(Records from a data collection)
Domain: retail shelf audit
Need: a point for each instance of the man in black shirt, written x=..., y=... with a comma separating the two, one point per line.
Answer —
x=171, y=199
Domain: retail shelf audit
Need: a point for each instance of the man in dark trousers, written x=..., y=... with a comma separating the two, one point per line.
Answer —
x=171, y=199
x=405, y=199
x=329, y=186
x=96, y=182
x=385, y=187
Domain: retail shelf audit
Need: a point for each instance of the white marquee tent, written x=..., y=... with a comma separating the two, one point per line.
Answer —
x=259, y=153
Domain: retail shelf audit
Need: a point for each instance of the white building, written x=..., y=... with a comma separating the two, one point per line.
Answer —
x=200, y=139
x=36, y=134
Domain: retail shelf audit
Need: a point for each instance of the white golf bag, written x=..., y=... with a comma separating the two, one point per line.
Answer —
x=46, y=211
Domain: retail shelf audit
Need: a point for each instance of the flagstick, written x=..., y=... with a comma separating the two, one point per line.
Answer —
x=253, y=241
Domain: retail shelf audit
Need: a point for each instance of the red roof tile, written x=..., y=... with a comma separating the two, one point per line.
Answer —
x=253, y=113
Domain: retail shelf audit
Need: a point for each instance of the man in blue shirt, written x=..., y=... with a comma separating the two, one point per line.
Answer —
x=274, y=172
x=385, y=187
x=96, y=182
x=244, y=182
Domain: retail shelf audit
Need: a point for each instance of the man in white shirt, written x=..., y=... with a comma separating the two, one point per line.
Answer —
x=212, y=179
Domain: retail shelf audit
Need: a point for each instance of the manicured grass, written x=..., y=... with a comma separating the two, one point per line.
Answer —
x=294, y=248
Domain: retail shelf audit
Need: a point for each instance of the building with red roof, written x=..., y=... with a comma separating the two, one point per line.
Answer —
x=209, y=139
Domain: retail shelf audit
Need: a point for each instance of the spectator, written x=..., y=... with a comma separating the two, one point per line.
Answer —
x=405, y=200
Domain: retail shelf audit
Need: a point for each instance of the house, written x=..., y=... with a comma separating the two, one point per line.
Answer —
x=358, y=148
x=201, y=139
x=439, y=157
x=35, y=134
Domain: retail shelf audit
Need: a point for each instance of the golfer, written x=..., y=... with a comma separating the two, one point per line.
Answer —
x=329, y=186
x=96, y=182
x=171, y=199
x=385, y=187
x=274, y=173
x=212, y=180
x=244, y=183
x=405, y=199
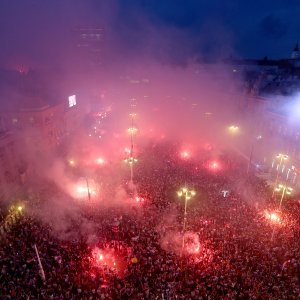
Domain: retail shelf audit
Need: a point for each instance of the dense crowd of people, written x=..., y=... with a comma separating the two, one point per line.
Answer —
x=231, y=250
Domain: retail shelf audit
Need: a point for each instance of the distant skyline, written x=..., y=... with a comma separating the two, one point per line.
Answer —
x=175, y=31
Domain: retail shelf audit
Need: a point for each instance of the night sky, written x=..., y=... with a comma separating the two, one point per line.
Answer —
x=39, y=32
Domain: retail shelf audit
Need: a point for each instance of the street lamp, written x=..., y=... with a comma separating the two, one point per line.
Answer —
x=281, y=157
x=285, y=191
x=257, y=138
x=233, y=129
x=88, y=188
x=187, y=194
x=131, y=160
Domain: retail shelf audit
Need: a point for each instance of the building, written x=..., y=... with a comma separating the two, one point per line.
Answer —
x=89, y=41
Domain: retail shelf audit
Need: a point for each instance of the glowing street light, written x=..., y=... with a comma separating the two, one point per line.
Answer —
x=233, y=129
x=187, y=194
x=132, y=130
x=282, y=158
x=257, y=139
x=285, y=191
x=131, y=160
x=72, y=162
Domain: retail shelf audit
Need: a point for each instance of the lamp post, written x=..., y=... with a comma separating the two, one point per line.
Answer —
x=88, y=188
x=285, y=191
x=131, y=160
x=187, y=194
x=282, y=157
x=257, y=138
x=132, y=130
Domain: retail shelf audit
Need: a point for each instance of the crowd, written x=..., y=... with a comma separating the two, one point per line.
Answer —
x=241, y=254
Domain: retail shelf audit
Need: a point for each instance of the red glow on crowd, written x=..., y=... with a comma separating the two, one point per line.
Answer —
x=139, y=199
x=214, y=165
x=192, y=244
x=102, y=258
x=100, y=161
x=273, y=217
x=185, y=154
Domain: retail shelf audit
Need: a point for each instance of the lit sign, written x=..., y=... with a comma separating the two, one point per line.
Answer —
x=72, y=100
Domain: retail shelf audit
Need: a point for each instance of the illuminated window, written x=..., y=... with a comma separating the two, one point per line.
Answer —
x=72, y=100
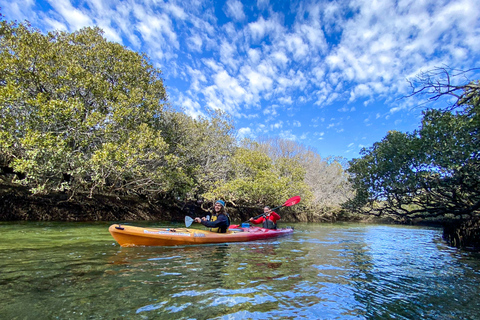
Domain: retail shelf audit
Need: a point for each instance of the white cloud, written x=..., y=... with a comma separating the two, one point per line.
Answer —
x=234, y=10
x=245, y=133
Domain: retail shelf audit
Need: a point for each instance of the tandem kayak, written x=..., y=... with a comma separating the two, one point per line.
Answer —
x=128, y=236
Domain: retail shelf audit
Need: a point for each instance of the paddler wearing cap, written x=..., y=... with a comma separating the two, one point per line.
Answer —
x=219, y=221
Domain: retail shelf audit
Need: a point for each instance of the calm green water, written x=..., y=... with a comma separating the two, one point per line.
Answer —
x=344, y=271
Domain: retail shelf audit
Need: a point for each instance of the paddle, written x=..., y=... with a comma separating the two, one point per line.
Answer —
x=189, y=220
x=290, y=202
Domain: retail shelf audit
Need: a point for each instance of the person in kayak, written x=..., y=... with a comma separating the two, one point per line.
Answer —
x=268, y=219
x=219, y=221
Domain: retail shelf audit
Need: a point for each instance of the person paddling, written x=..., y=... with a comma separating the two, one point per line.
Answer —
x=219, y=221
x=269, y=218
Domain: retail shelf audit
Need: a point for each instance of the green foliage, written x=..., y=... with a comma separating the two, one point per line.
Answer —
x=431, y=172
x=79, y=112
x=256, y=180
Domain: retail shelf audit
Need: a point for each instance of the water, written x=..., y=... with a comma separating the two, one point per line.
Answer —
x=340, y=271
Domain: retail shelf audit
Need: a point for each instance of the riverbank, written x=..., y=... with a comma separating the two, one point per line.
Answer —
x=18, y=204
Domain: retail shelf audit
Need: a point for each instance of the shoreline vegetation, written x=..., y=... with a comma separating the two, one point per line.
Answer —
x=87, y=133
x=18, y=204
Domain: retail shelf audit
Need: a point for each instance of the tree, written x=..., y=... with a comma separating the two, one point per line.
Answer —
x=432, y=172
x=80, y=113
x=255, y=179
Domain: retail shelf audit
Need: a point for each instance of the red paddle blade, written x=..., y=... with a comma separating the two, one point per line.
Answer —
x=292, y=201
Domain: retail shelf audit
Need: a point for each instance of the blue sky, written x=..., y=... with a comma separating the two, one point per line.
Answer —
x=328, y=74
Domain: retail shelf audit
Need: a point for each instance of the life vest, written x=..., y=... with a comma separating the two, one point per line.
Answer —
x=222, y=229
x=269, y=224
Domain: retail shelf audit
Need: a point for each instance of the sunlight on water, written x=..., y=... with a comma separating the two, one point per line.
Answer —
x=341, y=271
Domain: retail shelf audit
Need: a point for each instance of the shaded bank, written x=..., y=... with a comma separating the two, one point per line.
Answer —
x=17, y=203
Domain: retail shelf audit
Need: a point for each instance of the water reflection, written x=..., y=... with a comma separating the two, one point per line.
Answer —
x=321, y=272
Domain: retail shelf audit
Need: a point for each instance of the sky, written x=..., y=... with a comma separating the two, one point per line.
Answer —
x=330, y=75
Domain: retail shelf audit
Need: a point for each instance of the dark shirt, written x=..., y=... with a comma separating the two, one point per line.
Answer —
x=221, y=222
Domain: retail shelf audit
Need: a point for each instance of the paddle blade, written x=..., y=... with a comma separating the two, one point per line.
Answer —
x=292, y=201
x=188, y=221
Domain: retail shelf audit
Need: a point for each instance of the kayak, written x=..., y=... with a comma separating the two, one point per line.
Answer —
x=129, y=236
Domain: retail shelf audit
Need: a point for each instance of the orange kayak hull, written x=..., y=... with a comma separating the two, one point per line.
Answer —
x=128, y=236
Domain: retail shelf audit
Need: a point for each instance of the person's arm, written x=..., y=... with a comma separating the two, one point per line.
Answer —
x=275, y=216
x=259, y=220
x=220, y=222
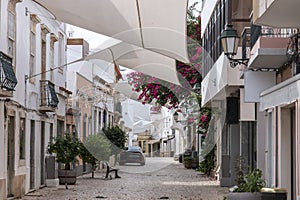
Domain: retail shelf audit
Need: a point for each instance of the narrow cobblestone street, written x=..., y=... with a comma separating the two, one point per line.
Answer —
x=160, y=178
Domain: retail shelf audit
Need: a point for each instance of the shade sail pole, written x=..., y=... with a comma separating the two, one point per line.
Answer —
x=140, y=22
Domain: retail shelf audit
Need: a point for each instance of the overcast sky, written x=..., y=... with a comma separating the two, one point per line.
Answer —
x=95, y=40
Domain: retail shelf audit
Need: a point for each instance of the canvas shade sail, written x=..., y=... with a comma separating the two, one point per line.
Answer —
x=138, y=59
x=157, y=25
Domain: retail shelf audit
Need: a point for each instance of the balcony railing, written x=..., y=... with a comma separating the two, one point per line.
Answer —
x=263, y=31
x=246, y=35
x=8, y=80
x=49, y=99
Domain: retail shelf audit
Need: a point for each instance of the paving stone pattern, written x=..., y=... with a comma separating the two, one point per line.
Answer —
x=172, y=182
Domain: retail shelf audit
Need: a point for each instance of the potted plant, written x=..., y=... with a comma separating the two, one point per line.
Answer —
x=66, y=148
x=87, y=157
x=249, y=186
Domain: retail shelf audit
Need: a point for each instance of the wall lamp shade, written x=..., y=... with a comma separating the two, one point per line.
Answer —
x=230, y=41
x=175, y=116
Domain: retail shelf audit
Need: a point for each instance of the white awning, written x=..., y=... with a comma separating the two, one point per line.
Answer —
x=281, y=94
x=157, y=25
x=138, y=59
x=124, y=88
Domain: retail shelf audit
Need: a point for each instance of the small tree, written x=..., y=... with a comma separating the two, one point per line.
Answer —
x=117, y=137
x=66, y=148
x=98, y=146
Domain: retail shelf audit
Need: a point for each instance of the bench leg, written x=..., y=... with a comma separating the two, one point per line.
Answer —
x=116, y=174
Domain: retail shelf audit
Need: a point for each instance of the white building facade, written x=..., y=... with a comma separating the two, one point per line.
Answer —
x=33, y=94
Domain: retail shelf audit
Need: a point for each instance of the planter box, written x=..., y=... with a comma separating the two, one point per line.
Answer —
x=67, y=176
x=244, y=196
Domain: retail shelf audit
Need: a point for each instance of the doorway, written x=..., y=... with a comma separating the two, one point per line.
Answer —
x=287, y=140
x=10, y=156
x=32, y=156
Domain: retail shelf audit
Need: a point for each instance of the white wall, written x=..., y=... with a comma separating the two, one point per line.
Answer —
x=206, y=13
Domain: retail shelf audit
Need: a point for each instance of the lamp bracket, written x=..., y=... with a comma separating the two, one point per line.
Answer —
x=235, y=62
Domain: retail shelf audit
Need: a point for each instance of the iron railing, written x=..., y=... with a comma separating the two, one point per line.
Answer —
x=246, y=35
x=264, y=31
x=8, y=78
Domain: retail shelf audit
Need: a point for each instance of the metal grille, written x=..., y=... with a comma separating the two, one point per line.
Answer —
x=8, y=78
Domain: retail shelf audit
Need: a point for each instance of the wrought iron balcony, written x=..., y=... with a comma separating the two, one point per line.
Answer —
x=49, y=99
x=8, y=80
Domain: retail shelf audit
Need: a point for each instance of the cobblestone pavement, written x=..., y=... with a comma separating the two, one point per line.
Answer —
x=171, y=182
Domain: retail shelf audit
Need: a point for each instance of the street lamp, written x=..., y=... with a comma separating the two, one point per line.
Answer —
x=230, y=42
x=293, y=52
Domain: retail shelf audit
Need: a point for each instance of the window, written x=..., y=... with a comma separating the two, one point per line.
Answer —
x=11, y=30
x=61, y=48
x=11, y=33
x=60, y=127
x=22, y=139
x=32, y=66
x=52, y=67
x=44, y=32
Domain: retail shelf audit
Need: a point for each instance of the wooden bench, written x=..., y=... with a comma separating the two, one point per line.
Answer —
x=109, y=170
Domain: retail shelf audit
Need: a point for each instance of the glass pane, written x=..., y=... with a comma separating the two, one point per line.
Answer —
x=32, y=65
x=10, y=48
x=32, y=43
x=22, y=138
x=11, y=25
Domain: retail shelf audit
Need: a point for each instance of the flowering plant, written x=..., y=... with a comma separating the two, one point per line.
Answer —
x=167, y=94
x=204, y=119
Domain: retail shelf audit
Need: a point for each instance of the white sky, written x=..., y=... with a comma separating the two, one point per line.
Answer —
x=96, y=40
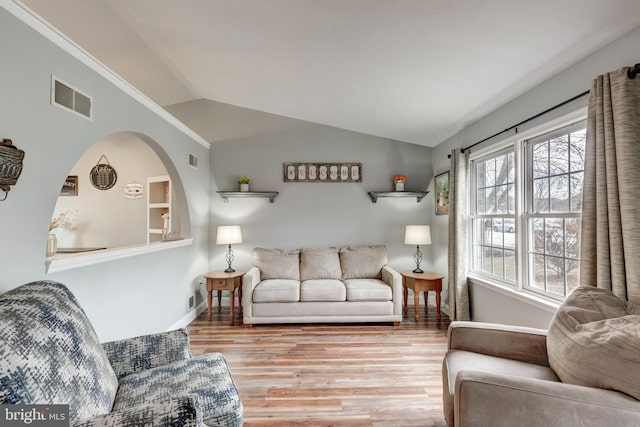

TASK PROMPT:
The reply should consist solely of the lines above from the one that has "Need: a point for each instance of the wooden" through the one that has "Need: a point for each instance of the flowering", reproduced exactly.

RESPONSE FOR THIS EXERCISE:
Need: a point for each instance of the wooden bench, written x=..., y=... with a comma separating the two, one point per line.
Answer —
x=109, y=170
Domain: retail shelf audit
Need: a point for each instance of the glass pane, written x=..., y=... with a comma separating the two, one point per line.
Answer —
x=32, y=65
x=10, y=48
x=32, y=43
x=22, y=138
x=11, y=25
Domain: retail shelf audit
Need: a point for each instance of the flowering plant, written x=..., y=... with a comma separating the two, one point per line.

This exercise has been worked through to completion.